**What is expected:**
List every topic that the passage below on POUVOIR+ says the self-gynaecology workshops address.

**Exercise passage:**
++++++++++++++++++++
Noël N’GUESSAN : We start from the approaches that worked in POUVOIR and adapt them to new populations. Self-gynaecology workshops, for example, were very well received by cisgender female sex workers. They provide a collective, safe space to address topics such as body awareness, contraception, menstrual health, consent, and violence.

With POUVOIR+, we are working to adapt this approach for transgender people, men who have sex with men, and women who use drugs. The goal is not to apply a single model across all populations, but to start from their specific realities: exposure to violence, access to care, sexual practices, mental health, relationship to the body, substance use, and hormone therapy pathways for transgender people.

This involves self-care workshops, passing workshops for transgender people, and self-defence workshops, as well as tailored information resources — for example on anal health, intimate hygiene, and harm reduction related to abortion. To develop these adaptations, we also draw on community expertise and the direct involvement of the people concerned.
++++++++++++++++++++
**Data segment:**
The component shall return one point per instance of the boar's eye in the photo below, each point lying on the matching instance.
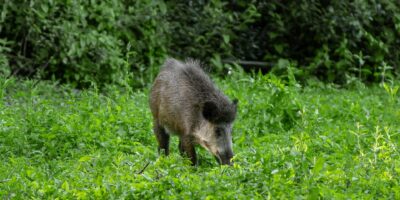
++++++++++++++++++++
**Exercise solution:**
- body awareness
- contraception
- menstrual health
- consent
- violence